• [Problem statement]
Pick out each line in the material below that contains the word "headlight" and copy those lines out in full.
╭─ Material provided
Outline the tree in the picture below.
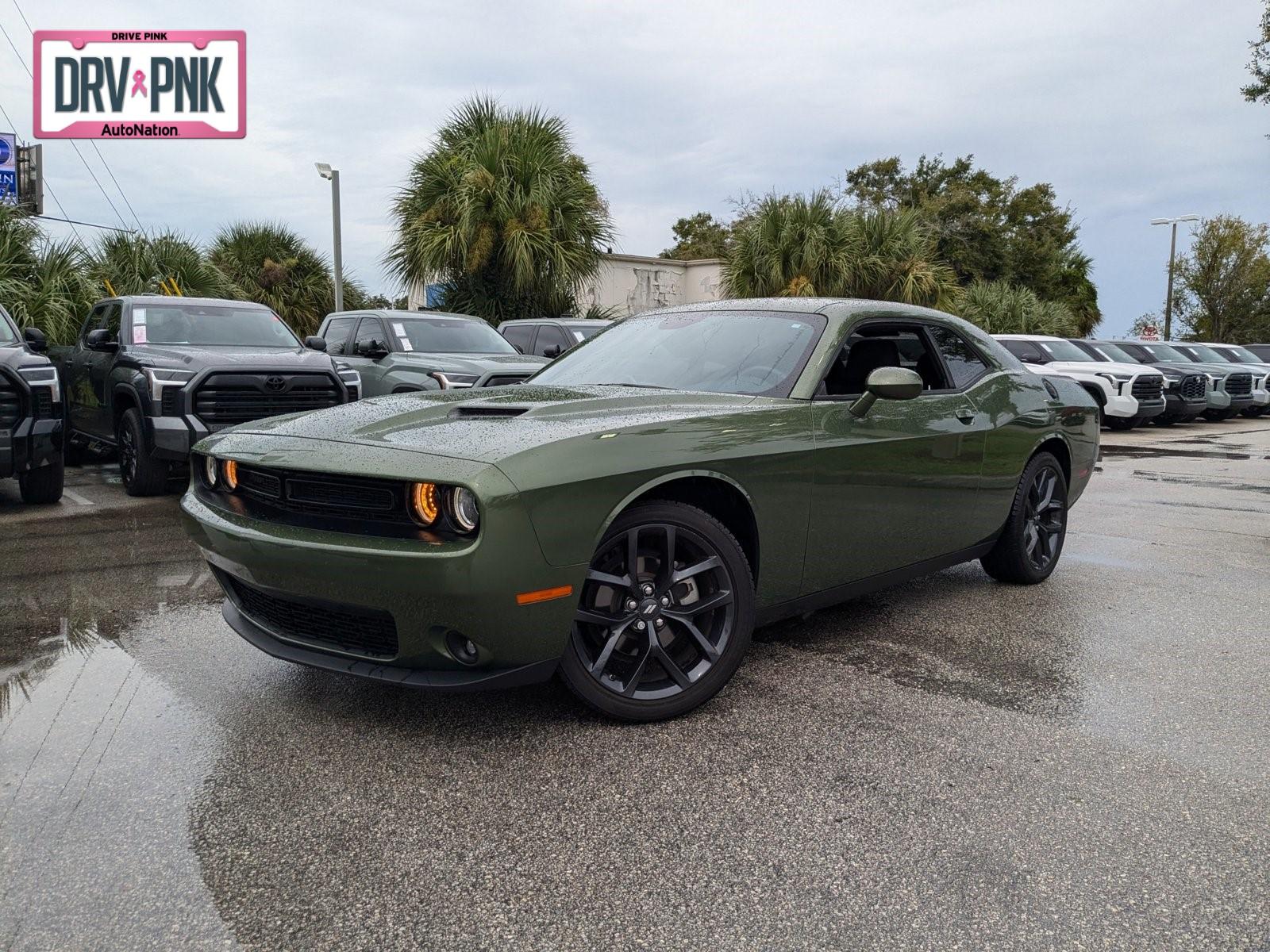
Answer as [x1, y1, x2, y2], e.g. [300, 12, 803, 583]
[722, 190, 957, 307]
[0, 207, 99, 344]
[385, 98, 614, 325]
[85, 231, 243, 298]
[208, 221, 356, 336]
[843, 155, 1101, 332]
[1173, 214, 1270, 343]
[660, 212, 734, 262]
[1240, 0, 1270, 104]
[954, 281, 1081, 338]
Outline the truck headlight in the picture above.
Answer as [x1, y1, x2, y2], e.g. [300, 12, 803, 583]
[141, 367, 194, 400]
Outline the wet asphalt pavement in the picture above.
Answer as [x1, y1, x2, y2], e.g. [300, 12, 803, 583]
[0, 419, 1270, 950]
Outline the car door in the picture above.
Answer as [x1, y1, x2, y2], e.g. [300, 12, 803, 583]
[802, 317, 993, 594]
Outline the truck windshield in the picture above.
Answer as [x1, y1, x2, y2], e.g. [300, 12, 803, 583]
[132, 301, 300, 349]
[389, 313, 519, 354]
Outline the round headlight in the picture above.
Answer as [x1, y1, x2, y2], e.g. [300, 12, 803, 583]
[449, 486, 480, 532]
[409, 482, 441, 525]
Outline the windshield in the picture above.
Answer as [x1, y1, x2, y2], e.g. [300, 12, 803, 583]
[132, 301, 300, 349]
[1033, 340, 1097, 363]
[1138, 344, 1191, 363]
[389, 313, 517, 354]
[529, 311, 826, 396]
[1090, 340, 1141, 363]
[1177, 344, 1230, 363]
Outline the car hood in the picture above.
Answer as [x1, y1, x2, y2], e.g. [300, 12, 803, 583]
[391, 351, 551, 377]
[223, 385, 760, 462]
[127, 344, 332, 370]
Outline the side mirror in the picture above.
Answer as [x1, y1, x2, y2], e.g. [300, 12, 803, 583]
[84, 328, 119, 351]
[847, 367, 926, 416]
[21, 328, 48, 354]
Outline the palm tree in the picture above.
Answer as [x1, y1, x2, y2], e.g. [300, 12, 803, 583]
[722, 190, 957, 307]
[87, 231, 243, 298]
[0, 207, 100, 344]
[955, 281, 1081, 338]
[208, 221, 364, 336]
[385, 98, 614, 324]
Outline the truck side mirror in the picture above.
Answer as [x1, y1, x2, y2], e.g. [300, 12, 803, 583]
[21, 328, 48, 354]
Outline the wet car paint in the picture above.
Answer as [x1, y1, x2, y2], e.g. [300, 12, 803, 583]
[0, 420, 1270, 950]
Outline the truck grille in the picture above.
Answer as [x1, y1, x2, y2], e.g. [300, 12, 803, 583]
[1132, 374, 1164, 400]
[229, 463, 414, 525]
[1226, 373, 1253, 396]
[0, 376, 21, 430]
[485, 373, 529, 387]
[217, 573, 398, 658]
[194, 373, 341, 427]
[1177, 373, 1208, 400]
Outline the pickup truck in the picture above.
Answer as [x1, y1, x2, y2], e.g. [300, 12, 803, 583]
[49, 294, 360, 497]
[0, 307, 64, 503]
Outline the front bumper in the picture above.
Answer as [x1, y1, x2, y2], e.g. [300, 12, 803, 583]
[182, 490, 587, 689]
[0, 416, 62, 478]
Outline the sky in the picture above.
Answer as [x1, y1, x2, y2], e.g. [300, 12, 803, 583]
[0, 0, 1270, 336]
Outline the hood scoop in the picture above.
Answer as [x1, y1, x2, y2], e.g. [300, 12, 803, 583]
[449, 404, 529, 420]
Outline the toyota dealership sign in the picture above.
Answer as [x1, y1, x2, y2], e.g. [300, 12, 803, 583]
[34, 29, 246, 138]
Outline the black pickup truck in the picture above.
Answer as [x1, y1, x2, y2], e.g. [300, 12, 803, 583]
[0, 307, 64, 503]
[51, 294, 360, 497]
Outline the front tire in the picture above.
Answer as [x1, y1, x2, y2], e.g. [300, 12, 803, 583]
[116, 409, 167, 497]
[979, 453, 1067, 585]
[17, 455, 66, 504]
[560, 501, 754, 721]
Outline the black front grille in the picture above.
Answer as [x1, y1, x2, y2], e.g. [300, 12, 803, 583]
[0, 377, 21, 430]
[194, 373, 341, 427]
[1133, 374, 1164, 400]
[221, 574, 398, 658]
[229, 463, 414, 525]
[1226, 373, 1253, 396]
[1177, 373, 1208, 400]
[485, 373, 529, 387]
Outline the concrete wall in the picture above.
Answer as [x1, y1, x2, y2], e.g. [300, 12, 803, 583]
[409, 254, 722, 317]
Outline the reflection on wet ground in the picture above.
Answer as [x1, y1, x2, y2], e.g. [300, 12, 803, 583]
[0, 427, 1270, 950]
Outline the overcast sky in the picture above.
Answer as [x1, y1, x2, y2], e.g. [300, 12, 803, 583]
[0, 0, 1270, 336]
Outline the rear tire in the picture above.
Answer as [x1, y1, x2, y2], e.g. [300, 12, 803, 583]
[979, 452, 1067, 585]
[560, 501, 754, 721]
[116, 409, 169, 497]
[17, 457, 66, 504]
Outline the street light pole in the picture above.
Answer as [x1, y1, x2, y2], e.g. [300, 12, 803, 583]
[1151, 214, 1199, 340]
[315, 163, 344, 311]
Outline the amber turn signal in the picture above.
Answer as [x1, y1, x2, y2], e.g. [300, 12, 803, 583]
[410, 482, 441, 525]
[516, 585, 573, 605]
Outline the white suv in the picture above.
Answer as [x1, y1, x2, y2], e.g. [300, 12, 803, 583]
[993, 334, 1164, 430]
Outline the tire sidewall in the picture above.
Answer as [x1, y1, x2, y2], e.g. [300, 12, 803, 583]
[560, 503, 754, 721]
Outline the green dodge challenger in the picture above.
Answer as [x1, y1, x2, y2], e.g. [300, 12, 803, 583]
[182, 298, 1099, 720]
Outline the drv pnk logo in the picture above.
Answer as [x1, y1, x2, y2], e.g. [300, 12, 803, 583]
[34, 30, 246, 138]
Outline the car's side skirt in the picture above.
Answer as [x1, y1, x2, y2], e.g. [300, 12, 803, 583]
[756, 537, 997, 626]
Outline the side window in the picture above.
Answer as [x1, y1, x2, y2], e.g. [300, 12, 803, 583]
[533, 324, 573, 357]
[353, 317, 389, 354]
[824, 322, 949, 396]
[500, 324, 533, 354]
[321, 317, 357, 354]
[1001, 340, 1045, 363]
[931, 328, 988, 390]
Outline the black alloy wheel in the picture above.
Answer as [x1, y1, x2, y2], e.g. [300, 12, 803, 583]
[563, 503, 753, 720]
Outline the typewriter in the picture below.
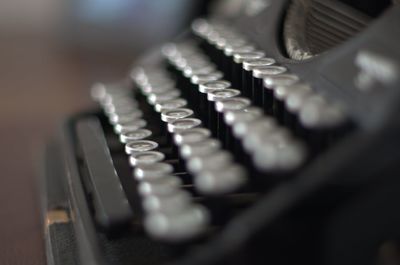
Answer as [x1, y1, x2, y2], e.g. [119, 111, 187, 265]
[43, 0, 400, 265]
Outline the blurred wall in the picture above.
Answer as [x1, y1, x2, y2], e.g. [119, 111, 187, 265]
[0, 0, 63, 34]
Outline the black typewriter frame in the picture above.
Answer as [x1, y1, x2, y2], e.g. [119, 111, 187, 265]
[42, 1, 400, 265]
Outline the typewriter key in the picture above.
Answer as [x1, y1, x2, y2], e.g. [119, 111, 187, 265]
[186, 150, 233, 174]
[207, 88, 240, 136]
[215, 97, 251, 148]
[233, 116, 277, 139]
[232, 51, 265, 91]
[224, 107, 263, 154]
[264, 74, 300, 118]
[252, 65, 287, 110]
[180, 62, 217, 104]
[129, 151, 165, 167]
[114, 119, 147, 134]
[119, 129, 152, 143]
[192, 18, 211, 38]
[161, 108, 193, 123]
[147, 89, 181, 105]
[283, 83, 313, 129]
[179, 138, 222, 160]
[253, 138, 306, 172]
[133, 163, 174, 181]
[142, 190, 192, 213]
[173, 54, 211, 72]
[215, 37, 248, 69]
[108, 110, 143, 125]
[299, 96, 346, 153]
[174, 128, 211, 146]
[142, 81, 176, 96]
[90, 83, 131, 102]
[189, 71, 223, 109]
[103, 103, 139, 116]
[198, 80, 231, 124]
[241, 58, 275, 100]
[194, 165, 247, 195]
[125, 140, 158, 155]
[222, 43, 255, 80]
[167, 118, 201, 133]
[224, 106, 263, 126]
[145, 205, 209, 243]
[154, 98, 187, 113]
[138, 175, 182, 196]
[100, 96, 137, 108]
[263, 74, 300, 90]
[183, 62, 216, 78]
[242, 120, 282, 153]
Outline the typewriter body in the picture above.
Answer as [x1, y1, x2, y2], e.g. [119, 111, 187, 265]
[43, 0, 400, 265]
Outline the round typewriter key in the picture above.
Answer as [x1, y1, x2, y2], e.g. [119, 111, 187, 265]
[183, 62, 216, 78]
[147, 89, 181, 105]
[253, 138, 306, 172]
[285, 83, 314, 114]
[198, 80, 231, 126]
[207, 88, 240, 101]
[300, 96, 344, 128]
[194, 165, 247, 195]
[119, 129, 152, 143]
[207, 88, 240, 136]
[232, 51, 265, 89]
[189, 71, 223, 109]
[284, 83, 314, 130]
[174, 128, 211, 146]
[272, 86, 293, 124]
[263, 74, 300, 89]
[154, 98, 187, 112]
[180, 138, 222, 159]
[168, 118, 201, 133]
[224, 42, 255, 56]
[215, 97, 251, 144]
[224, 107, 263, 126]
[129, 151, 165, 167]
[243, 127, 291, 153]
[100, 96, 137, 109]
[103, 105, 139, 117]
[192, 18, 211, 37]
[199, 80, 231, 95]
[114, 119, 147, 134]
[251, 65, 287, 110]
[161, 108, 193, 122]
[242, 57, 276, 72]
[90, 83, 127, 102]
[143, 190, 192, 213]
[222, 43, 255, 80]
[214, 33, 247, 69]
[138, 175, 182, 196]
[224, 107, 263, 152]
[242, 58, 275, 99]
[186, 150, 233, 174]
[142, 81, 176, 95]
[299, 96, 346, 153]
[133, 163, 174, 181]
[145, 205, 209, 243]
[125, 140, 158, 155]
[108, 110, 143, 125]
[174, 54, 211, 72]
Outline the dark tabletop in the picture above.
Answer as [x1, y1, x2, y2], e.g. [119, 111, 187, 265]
[0, 36, 131, 265]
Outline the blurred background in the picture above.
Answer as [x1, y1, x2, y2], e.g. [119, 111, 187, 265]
[0, 0, 208, 265]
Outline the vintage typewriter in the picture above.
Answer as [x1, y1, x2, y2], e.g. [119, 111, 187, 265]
[43, 0, 400, 265]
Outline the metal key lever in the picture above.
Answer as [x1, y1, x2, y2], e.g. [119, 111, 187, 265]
[76, 118, 133, 230]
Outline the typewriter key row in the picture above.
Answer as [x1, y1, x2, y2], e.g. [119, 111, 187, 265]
[93, 83, 209, 242]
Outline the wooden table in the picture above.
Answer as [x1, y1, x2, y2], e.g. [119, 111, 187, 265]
[0, 34, 131, 265]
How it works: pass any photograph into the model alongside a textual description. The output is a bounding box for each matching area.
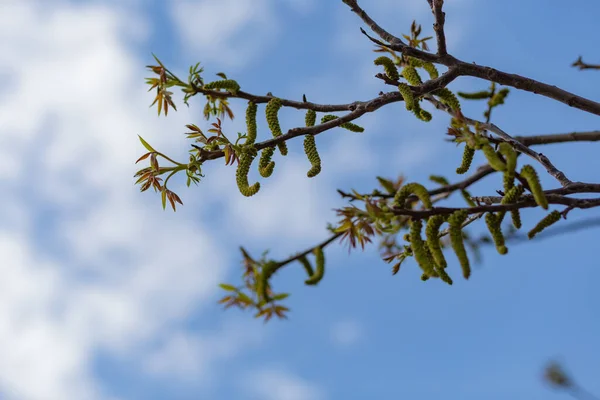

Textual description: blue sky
[0,0,600,400]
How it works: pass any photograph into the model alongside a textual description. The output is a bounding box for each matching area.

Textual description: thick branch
[393,195,600,218]
[514,131,600,146]
[343,0,600,115]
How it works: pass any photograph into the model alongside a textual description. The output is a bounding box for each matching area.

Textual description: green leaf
[271,293,290,300]
[238,292,254,305]
[219,283,237,292]
[138,135,157,153]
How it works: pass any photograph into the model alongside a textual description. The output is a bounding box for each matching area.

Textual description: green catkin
[433,88,460,111]
[481,143,506,171]
[425,214,447,269]
[448,210,471,279]
[402,65,423,86]
[510,210,521,229]
[488,88,509,107]
[500,185,525,204]
[265,97,287,156]
[304,110,317,126]
[304,134,321,178]
[429,175,450,186]
[460,189,477,207]
[521,164,548,210]
[246,101,258,144]
[412,99,431,122]
[498,142,517,181]
[373,56,400,81]
[498,142,523,229]
[410,219,437,277]
[235,148,260,197]
[321,114,365,132]
[258,146,275,178]
[418,108,431,122]
[398,83,415,111]
[204,79,240,94]
[304,247,325,285]
[527,210,560,239]
[423,62,440,79]
[499,185,525,229]
[408,57,440,79]
[392,182,433,208]
[456,90,492,100]
[456,145,475,174]
[298,256,315,278]
[485,213,508,254]
[258,261,278,304]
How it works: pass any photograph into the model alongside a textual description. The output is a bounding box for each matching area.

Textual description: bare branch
[431,0,448,56]
[571,56,600,71]
[343,0,600,115]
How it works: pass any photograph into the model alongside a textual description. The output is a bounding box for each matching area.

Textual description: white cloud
[171,0,275,67]
[144,322,265,383]
[244,368,326,400]
[330,319,364,347]
[0,1,258,400]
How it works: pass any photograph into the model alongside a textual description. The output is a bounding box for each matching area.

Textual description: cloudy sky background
[0,0,600,400]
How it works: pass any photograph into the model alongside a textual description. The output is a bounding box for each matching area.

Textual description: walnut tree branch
[342,0,600,115]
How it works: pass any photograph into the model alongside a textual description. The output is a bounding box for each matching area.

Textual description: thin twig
[342,0,600,115]
[431,0,448,56]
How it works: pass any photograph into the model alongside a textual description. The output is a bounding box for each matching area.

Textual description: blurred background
[0,0,600,400]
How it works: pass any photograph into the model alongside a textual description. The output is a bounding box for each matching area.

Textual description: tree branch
[342,0,600,115]
[430,0,448,56]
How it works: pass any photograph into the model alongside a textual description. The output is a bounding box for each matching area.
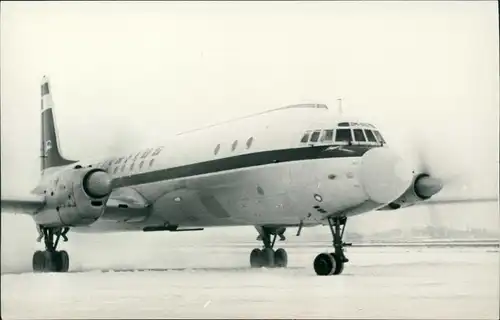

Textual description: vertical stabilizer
[40,76,76,172]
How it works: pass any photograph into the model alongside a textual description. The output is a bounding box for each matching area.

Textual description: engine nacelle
[378,173,443,210]
[33,167,112,227]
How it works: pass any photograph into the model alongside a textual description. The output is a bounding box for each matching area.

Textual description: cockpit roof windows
[335,129,352,142]
[373,130,385,144]
[365,129,377,142]
[300,131,311,143]
[310,130,321,142]
[321,130,333,142]
[352,129,366,142]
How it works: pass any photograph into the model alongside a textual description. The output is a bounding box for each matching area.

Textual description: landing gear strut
[314,217,349,276]
[33,227,69,272]
[250,227,288,268]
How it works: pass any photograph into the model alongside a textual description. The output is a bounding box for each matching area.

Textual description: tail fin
[40,76,76,173]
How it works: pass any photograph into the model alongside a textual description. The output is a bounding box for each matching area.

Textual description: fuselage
[32,105,412,232]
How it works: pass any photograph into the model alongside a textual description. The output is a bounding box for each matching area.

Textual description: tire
[43,251,56,272]
[250,248,262,268]
[53,250,69,272]
[261,248,274,268]
[32,250,45,272]
[314,253,336,276]
[274,248,288,268]
[330,253,344,275]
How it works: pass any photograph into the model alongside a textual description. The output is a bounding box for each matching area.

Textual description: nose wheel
[250,227,288,268]
[313,217,349,276]
[32,228,69,272]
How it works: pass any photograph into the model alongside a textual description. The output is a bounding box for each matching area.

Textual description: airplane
[2,76,498,276]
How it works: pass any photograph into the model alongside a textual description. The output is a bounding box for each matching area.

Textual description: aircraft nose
[359,148,413,203]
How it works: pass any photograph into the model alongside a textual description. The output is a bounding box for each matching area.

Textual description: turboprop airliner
[2,77,497,276]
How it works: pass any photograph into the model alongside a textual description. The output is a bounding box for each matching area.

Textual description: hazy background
[1,1,499,265]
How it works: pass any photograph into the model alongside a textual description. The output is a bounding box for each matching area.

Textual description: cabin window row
[300,128,385,144]
[97,147,163,173]
[214,137,254,155]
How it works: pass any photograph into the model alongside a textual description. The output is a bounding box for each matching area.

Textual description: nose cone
[359,148,413,203]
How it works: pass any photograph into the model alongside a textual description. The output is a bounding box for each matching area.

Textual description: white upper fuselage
[37,105,412,232]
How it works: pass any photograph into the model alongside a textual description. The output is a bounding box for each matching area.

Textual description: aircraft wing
[2,198,45,215]
[415,197,498,206]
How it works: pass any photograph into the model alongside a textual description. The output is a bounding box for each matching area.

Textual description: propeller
[413,132,464,199]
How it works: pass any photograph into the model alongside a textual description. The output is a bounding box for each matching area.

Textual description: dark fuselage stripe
[109,146,376,188]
╰─
• [Complete response]
Outline the truck headlight in the picture above.
Outline the round headlight in the picture above.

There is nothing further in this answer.